- _Goal of the exercise_
Print all the entries verbatim.
'''
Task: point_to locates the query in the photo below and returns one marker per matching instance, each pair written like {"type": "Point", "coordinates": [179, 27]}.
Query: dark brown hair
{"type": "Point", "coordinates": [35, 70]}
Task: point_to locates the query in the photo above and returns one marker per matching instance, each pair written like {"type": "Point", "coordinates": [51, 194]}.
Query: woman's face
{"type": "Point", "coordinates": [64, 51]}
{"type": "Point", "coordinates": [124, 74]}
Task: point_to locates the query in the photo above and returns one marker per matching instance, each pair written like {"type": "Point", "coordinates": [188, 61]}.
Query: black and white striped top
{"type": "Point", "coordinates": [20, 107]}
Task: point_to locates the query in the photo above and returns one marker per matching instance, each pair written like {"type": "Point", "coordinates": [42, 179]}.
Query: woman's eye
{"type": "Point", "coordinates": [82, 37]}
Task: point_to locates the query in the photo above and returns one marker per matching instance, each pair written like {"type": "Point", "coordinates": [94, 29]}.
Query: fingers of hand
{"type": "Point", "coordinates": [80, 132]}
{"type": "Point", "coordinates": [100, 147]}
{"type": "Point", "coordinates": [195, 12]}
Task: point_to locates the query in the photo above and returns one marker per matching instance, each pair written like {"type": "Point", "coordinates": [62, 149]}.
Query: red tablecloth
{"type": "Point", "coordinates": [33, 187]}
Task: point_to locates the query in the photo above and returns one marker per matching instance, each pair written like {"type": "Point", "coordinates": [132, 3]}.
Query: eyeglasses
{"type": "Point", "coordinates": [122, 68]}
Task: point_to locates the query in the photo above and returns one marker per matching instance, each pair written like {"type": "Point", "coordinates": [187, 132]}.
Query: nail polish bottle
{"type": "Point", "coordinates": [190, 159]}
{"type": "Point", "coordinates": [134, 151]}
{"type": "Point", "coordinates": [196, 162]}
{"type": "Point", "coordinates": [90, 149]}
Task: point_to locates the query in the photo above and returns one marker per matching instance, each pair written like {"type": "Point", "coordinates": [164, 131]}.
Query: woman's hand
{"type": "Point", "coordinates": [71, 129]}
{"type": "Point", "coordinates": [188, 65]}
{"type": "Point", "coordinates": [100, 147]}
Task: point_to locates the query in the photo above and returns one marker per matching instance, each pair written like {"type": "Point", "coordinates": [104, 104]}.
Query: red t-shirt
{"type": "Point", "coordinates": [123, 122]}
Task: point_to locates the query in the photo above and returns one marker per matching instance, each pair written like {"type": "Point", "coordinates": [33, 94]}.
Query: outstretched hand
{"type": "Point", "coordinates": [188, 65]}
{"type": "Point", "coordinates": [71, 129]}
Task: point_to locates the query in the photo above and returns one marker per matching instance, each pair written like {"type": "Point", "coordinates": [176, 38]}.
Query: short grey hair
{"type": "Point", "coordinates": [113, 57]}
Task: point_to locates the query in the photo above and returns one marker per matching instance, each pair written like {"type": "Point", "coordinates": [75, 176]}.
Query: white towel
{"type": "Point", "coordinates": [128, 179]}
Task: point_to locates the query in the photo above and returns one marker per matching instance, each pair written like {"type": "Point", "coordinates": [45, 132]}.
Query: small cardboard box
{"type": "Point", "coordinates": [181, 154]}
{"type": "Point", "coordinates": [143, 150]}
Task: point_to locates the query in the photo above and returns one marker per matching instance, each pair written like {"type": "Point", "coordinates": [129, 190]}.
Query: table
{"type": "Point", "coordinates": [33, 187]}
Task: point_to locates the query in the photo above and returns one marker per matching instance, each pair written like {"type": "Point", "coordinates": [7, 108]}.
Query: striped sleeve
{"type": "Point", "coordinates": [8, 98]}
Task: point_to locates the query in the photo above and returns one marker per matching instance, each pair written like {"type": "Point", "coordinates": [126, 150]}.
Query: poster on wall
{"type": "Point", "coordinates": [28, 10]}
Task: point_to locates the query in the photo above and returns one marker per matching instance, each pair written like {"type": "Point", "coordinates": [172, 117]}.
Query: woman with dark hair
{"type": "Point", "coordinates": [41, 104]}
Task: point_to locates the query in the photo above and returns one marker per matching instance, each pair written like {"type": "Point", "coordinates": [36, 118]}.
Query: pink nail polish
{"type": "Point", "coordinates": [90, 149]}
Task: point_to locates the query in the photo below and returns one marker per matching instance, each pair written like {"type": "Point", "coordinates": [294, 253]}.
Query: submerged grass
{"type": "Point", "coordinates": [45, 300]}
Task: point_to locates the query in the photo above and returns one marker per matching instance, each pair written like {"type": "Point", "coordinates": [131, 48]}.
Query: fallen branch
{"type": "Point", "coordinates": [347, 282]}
'''
- _Solution to the problem_
Task: point_to locates the query in the photo below and returns one marker per matching instance, each pair written like {"type": "Point", "coordinates": [179, 27]}.
Query: dark brown hair
{"type": "Point", "coordinates": [35, 70]}
Task: point_to locates the query in the photo above and returns one marker per matching instance, each pair written like {"type": "Point", "coordinates": [51, 194]}.
Query: woman's face
{"type": "Point", "coordinates": [64, 51]}
{"type": "Point", "coordinates": [124, 74]}
Task: point_to locates the query in the photo above and returns one marker per matching instance, each pair written like {"type": "Point", "coordinates": [188, 61]}.
Query: black and white striped top
{"type": "Point", "coordinates": [20, 107]}
Task: point_to locates the query in the photo above and returns one marker per matching instance, each pair written like {"type": "Point", "coordinates": [42, 179]}.
Query: woman's eye
{"type": "Point", "coordinates": [82, 37]}
Task: point_to locates the query in the photo above and returns one marker per matching instance, each pair written like {"type": "Point", "coordinates": [94, 29]}.
Query: fingers of hand
{"type": "Point", "coordinates": [80, 132]}
{"type": "Point", "coordinates": [100, 147]}
{"type": "Point", "coordinates": [195, 12]}
Task: point_to locates the query in the photo above and returns one marker per matching instance, each pair written like {"type": "Point", "coordinates": [62, 149]}.
Query: red tablecloth
{"type": "Point", "coordinates": [33, 187]}
Task: point_to locates the query in the photo above and returns one marker per matching instance, each pair written like {"type": "Point", "coordinates": [132, 3]}.
Query: eyeglasses
{"type": "Point", "coordinates": [122, 68]}
Task: point_to locates the query in the photo above and returns one marker per matching instance, each pair written like {"type": "Point", "coordinates": [187, 132]}.
Query: nail polish bottle
{"type": "Point", "coordinates": [190, 159]}
{"type": "Point", "coordinates": [134, 151]}
{"type": "Point", "coordinates": [196, 162]}
{"type": "Point", "coordinates": [90, 149]}
Task: point_to locates the query in the photo above and returns one marker per matching instance, each pair written like {"type": "Point", "coordinates": [164, 131]}.
Query: woman's hand
{"type": "Point", "coordinates": [71, 129]}
{"type": "Point", "coordinates": [188, 65]}
{"type": "Point", "coordinates": [100, 147]}
Task: point_to locates the query in the photo above and returns one marker per matching instance, each pair written like {"type": "Point", "coordinates": [104, 104]}.
Query: red t-shirt
{"type": "Point", "coordinates": [123, 122]}
Task: point_to locates the query in the photo above and returns one marker per matching instance, each pair written like {"type": "Point", "coordinates": [33, 94]}.
Query: outstretched hand
{"type": "Point", "coordinates": [188, 65]}
{"type": "Point", "coordinates": [71, 129]}
Task: point_to locates the query in the photo above and returns one marker per matching instance, each pair written like {"type": "Point", "coordinates": [176, 38]}.
Query: short grey hair
{"type": "Point", "coordinates": [113, 57]}
Task: point_to locates the query in the photo above and returns one marker per matching instance, each pair written like {"type": "Point", "coordinates": [75, 176]}.
Query: white towel
{"type": "Point", "coordinates": [128, 179]}
Task: point_to locates the query in the photo above and returns one marker per matching instance, each pair written like {"type": "Point", "coordinates": [45, 132]}.
Query: small cardboard box
{"type": "Point", "coordinates": [181, 154]}
{"type": "Point", "coordinates": [143, 150]}
Task: point_to locates the query in the photo above and returns one marker per matching instance, each pair written like {"type": "Point", "coordinates": [129, 190]}.
Query: table
{"type": "Point", "coordinates": [33, 187]}
Task: point_to locates the query in the photo above and returns one marker per matching instance, each pair written like {"type": "Point", "coordinates": [7, 108]}.
Query: striped sleeve
{"type": "Point", "coordinates": [8, 98]}
Task: point_to locates the query in the photo above and returns one marker per matching instance, each pair written like {"type": "Point", "coordinates": [126, 150]}.
Query: poster on wall
{"type": "Point", "coordinates": [28, 10]}
Task: point_to locates the query in the photo above and returns one marker per matching instance, each pair written like {"type": "Point", "coordinates": [172, 117]}.
Query: woman with dark hair
{"type": "Point", "coordinates": [41, 104]}
Task: point_to locates the query in the photo above and returns one marker per matching instance, each pair written like {"type": "Point", "coordinates": [36, 118]}.
Query: pink nail polish
{"type": "Point", "coordinates": [90, 149]}
Task: point_to locates the query in the photo below and returns one marker per matching instance, each pair written like {"type": "Point", "coordinates": [294, 253]}.
Query: submerged grass
{"type": "Point", "coordinates": [45, 300]}
Task: point_to locates the query in the photo above and returns one marker per matching instance, each pair written like {"type": "Point", "coordinates": [131, 48]}.
Query: fallen branch
{"type": "Point", "coordinates": [347, 282]}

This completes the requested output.